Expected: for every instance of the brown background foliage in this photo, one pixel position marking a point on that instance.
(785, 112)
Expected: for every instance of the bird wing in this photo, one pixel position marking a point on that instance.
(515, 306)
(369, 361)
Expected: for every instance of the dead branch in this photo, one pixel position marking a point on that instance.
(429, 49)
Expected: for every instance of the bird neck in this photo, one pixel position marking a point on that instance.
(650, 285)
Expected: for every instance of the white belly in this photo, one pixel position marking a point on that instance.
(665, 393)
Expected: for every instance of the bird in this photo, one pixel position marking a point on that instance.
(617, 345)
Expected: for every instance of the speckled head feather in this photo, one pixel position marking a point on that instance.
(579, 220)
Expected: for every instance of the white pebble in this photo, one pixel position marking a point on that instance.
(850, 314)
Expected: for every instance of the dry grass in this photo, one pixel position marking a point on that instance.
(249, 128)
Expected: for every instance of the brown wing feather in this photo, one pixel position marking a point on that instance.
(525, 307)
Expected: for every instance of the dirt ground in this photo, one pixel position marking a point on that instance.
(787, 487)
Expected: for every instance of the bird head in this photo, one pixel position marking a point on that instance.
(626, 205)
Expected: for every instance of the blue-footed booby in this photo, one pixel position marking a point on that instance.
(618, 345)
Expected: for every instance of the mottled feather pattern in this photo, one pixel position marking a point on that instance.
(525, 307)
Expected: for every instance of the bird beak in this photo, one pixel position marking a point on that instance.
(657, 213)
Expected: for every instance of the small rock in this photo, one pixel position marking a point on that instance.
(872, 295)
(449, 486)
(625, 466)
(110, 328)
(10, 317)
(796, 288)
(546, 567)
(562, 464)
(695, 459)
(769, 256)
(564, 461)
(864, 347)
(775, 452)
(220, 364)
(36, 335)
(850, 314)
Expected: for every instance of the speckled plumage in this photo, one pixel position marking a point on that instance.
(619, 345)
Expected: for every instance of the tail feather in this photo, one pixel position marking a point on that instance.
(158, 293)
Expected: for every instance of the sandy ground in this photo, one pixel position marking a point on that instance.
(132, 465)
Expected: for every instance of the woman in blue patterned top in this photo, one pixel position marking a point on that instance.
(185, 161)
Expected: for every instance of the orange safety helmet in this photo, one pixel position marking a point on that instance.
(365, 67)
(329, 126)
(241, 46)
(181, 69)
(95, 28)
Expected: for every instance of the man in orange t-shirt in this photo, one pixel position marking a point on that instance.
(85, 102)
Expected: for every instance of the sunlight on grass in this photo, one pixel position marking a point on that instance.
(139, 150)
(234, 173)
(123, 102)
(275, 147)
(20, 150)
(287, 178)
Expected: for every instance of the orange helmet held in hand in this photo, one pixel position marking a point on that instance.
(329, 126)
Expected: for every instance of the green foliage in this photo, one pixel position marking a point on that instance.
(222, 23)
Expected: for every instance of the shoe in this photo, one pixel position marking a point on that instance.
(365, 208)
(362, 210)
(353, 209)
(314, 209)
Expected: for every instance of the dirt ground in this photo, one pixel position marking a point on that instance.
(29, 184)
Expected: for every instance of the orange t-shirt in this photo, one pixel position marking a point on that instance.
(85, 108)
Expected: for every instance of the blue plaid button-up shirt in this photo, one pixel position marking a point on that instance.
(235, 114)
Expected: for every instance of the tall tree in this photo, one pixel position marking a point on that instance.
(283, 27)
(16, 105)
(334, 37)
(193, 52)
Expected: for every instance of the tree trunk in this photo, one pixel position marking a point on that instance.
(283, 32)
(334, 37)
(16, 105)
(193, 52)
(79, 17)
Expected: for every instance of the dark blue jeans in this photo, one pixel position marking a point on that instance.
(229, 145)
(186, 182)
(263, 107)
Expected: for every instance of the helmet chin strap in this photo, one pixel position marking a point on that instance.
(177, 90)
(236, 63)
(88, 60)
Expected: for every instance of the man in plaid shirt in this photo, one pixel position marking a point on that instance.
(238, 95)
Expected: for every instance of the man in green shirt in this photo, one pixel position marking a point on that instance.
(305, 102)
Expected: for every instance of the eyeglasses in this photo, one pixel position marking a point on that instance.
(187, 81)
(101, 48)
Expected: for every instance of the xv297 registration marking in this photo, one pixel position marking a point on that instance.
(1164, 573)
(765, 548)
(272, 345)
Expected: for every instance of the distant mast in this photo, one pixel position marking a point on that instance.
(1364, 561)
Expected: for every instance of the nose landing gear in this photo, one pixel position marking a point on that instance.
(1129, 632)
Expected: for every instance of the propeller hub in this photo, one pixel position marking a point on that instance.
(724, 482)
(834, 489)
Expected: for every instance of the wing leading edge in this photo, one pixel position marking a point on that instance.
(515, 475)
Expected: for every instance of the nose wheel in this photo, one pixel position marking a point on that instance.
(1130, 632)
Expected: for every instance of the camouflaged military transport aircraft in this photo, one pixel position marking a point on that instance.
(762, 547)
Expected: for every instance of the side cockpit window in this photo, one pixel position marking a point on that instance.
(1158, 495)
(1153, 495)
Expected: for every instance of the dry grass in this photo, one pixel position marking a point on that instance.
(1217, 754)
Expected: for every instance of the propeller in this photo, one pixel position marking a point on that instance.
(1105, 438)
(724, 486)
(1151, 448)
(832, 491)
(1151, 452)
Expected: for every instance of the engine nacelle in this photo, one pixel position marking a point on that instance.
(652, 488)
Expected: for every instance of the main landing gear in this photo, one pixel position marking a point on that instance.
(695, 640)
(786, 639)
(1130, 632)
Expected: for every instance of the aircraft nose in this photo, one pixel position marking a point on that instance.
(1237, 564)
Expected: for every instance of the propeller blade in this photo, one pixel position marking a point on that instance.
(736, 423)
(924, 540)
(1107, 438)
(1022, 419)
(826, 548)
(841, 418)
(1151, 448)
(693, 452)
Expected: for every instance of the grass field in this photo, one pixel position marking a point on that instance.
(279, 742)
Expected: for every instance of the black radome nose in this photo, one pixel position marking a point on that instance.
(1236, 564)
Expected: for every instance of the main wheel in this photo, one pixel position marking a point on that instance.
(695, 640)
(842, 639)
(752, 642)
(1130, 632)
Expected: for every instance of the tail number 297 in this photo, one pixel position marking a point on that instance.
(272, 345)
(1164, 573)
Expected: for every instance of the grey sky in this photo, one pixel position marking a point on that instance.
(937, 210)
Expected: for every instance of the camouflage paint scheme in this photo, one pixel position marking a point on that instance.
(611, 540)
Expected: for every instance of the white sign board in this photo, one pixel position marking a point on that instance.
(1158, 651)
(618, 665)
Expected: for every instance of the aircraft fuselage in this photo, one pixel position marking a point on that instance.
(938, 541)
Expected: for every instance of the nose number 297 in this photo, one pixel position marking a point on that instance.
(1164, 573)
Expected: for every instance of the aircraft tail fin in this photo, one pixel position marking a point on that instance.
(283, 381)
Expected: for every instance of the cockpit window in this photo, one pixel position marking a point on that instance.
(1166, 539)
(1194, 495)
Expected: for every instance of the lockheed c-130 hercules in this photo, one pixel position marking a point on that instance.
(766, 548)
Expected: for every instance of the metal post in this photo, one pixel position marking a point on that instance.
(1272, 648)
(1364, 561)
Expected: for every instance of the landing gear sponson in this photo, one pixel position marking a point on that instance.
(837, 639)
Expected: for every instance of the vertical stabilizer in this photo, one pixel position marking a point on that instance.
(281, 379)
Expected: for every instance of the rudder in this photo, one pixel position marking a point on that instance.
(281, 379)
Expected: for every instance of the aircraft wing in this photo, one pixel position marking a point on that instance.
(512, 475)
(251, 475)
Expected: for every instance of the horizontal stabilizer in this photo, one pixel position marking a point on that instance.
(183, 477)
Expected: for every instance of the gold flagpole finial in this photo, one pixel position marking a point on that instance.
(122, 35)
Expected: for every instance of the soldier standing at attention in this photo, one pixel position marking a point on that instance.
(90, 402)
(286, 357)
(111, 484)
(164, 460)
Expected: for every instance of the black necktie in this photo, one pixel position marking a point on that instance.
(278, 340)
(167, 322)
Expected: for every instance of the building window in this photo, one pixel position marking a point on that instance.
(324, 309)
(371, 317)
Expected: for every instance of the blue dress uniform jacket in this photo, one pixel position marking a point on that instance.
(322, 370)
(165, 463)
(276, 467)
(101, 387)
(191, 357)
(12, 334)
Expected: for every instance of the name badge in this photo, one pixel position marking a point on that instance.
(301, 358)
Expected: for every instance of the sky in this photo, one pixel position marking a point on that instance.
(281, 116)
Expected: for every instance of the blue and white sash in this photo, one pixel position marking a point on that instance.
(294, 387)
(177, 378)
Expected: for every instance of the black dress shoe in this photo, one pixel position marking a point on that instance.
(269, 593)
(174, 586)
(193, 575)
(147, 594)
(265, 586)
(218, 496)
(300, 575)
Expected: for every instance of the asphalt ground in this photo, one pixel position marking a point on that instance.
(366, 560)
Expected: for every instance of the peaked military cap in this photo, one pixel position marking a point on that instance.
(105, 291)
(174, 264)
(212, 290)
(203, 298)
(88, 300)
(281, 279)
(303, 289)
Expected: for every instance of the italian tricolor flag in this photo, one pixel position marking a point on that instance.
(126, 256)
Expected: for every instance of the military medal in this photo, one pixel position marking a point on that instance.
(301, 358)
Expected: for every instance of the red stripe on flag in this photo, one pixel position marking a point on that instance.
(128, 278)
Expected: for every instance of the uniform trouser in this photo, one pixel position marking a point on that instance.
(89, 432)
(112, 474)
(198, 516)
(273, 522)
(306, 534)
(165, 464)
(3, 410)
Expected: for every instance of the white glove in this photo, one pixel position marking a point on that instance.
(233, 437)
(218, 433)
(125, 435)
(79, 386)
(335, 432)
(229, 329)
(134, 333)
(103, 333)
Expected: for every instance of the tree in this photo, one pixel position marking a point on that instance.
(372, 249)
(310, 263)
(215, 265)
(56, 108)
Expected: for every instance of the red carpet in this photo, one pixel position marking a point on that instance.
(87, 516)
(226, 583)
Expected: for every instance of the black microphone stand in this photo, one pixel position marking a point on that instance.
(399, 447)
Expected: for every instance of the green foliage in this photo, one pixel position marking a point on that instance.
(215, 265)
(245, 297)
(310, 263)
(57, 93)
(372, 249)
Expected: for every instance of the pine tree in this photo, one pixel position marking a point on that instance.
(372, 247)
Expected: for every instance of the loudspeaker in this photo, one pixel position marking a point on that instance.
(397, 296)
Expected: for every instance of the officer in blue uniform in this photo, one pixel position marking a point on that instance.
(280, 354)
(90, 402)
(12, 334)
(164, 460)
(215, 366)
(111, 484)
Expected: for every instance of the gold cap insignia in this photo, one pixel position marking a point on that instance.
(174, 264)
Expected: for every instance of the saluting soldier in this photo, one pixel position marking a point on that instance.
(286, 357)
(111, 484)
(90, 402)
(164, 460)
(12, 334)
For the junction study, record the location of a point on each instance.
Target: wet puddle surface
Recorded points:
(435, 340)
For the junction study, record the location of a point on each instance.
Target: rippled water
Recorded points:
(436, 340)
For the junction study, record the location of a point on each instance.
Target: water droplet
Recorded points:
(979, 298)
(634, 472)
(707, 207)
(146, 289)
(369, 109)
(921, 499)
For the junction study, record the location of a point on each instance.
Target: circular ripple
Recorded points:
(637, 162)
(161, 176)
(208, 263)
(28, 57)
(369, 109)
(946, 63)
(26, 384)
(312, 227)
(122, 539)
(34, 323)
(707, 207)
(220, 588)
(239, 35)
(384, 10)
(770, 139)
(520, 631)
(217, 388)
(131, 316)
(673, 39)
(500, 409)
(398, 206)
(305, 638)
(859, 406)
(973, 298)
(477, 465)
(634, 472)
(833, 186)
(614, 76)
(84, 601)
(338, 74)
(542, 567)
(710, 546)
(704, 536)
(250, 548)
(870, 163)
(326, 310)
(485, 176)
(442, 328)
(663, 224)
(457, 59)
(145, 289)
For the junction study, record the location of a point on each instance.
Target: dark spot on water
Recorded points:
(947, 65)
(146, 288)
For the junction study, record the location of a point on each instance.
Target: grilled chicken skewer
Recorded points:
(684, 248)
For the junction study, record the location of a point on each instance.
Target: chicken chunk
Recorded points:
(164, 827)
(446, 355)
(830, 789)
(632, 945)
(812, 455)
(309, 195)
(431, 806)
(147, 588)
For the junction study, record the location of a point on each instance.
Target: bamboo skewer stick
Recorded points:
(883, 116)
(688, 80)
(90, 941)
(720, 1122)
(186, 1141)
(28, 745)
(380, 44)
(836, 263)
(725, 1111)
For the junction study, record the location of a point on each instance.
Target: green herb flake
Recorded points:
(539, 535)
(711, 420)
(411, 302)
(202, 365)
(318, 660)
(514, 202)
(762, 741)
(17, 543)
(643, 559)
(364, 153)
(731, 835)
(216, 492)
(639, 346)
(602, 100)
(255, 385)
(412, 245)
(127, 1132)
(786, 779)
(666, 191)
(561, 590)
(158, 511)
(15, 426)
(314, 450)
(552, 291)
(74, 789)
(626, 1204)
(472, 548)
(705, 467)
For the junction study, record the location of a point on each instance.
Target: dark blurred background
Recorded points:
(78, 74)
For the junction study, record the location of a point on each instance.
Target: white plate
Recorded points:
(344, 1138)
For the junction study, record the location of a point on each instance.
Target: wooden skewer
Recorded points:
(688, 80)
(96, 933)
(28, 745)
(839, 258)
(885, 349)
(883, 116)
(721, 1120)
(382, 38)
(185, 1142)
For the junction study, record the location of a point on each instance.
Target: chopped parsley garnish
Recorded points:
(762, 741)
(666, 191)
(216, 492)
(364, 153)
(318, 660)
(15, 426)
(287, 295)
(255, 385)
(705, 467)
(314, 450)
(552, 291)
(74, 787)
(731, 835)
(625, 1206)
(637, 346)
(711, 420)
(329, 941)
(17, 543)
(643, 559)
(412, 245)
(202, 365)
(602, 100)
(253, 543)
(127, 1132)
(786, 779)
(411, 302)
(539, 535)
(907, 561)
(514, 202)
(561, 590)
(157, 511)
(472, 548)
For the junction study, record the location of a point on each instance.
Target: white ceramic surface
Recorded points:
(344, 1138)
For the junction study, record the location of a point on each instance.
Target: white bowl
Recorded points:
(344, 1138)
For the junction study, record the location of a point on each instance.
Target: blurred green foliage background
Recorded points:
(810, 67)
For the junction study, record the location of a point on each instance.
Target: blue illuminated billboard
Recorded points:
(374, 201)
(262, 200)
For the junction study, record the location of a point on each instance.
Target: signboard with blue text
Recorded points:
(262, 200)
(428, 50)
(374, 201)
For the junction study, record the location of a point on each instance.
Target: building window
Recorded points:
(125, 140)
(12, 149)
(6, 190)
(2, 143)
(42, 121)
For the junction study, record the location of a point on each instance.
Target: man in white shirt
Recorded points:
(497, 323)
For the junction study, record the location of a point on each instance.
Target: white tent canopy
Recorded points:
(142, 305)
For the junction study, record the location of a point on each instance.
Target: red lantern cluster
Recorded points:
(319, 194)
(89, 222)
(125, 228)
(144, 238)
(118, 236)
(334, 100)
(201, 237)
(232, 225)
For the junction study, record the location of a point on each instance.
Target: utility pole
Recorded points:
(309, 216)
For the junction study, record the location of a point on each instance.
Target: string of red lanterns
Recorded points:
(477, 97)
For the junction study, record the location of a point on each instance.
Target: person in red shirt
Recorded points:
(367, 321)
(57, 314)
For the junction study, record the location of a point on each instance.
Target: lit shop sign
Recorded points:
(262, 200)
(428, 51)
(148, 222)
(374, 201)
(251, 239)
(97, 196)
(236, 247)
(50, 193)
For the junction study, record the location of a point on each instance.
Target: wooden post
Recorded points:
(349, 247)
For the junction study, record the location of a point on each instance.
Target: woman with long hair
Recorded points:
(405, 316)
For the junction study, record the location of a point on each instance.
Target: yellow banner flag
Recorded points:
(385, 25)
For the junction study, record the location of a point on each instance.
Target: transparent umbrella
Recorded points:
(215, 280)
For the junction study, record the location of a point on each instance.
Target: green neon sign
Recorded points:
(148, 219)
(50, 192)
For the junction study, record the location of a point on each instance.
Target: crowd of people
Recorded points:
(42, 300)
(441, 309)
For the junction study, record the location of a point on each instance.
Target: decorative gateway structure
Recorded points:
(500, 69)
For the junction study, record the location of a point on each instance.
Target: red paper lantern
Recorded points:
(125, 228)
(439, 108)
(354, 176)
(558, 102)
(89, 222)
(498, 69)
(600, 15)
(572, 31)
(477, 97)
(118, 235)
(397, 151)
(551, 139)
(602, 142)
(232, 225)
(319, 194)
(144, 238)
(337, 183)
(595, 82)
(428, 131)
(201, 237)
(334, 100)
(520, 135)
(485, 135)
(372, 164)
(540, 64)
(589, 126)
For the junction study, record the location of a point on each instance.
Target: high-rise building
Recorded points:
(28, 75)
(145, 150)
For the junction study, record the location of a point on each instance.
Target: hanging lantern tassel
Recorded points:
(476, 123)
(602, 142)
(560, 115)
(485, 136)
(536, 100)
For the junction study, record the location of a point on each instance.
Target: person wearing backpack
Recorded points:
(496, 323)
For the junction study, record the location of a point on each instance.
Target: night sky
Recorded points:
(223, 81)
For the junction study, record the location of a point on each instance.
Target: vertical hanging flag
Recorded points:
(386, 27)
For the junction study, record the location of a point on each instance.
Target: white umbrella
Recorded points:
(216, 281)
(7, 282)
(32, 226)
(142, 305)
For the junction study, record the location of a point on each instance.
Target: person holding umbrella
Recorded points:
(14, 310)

### Exercise
Please reproduce the records verbatim, everything from the line containing "Expected: for every instance of the wing" down to the line containing "(1236, 564)", including both of those lines.

### Result
Expected: for every instance of the wing leading edge in this photo, one pixel position marking a point on that instance.
(515, 475)
Expected: for every instance of the nose wheel in this photo, one pixel position marking a point on that instance.
(1130, 632)
Expected: for every instance of the camouflaged military transport aircraft in this photo, one pixel position marking a point on that instance.
(762, 547)
Expected: for every instance of the side cockpit window in this photo, one pixel position marking a point on that instance.
(1158, 495)
(1153, 495)
Expected: for every instance of the dry grass in this photo, one pixel position marking a point on that instance.
(1217, 754)
Expected: for every instance of the propeller in this photo, one pixel position marking a point on that instance.
(1105, 438)
(724, 486)
(1151, 448)
(832, 491)
(1151, 452)
Expected: for every instance of the engine nacelle in this photo, one pixel position marking a point on that instance.
(652, 488)
Expected: for every instance of the main landing gear in this photo, one pixel position marking a point on that instance.
(695, 640)
(786, 639)
(1130, 632)
Expected: for every instance of the aircraft nose in this photo, one pixel position marking a point on that instance.
(1237, 564)
Expected: for every instance of the propeller blade in this photo, one pixel position marking a point on that instance.
(736, 423)
(924, 540)
(1107, 438)
(1022, 419)
(826, 548)
(841, 418)
(1151, 448)
(693, 452)
Expected: for every instance of the grass field in this photo, one pixel position marking a point on that instance.
(279, 742)
Expected: for every instance of the black radome nose in this photo, one pixel position marking a point on that instance.
(1236, 564)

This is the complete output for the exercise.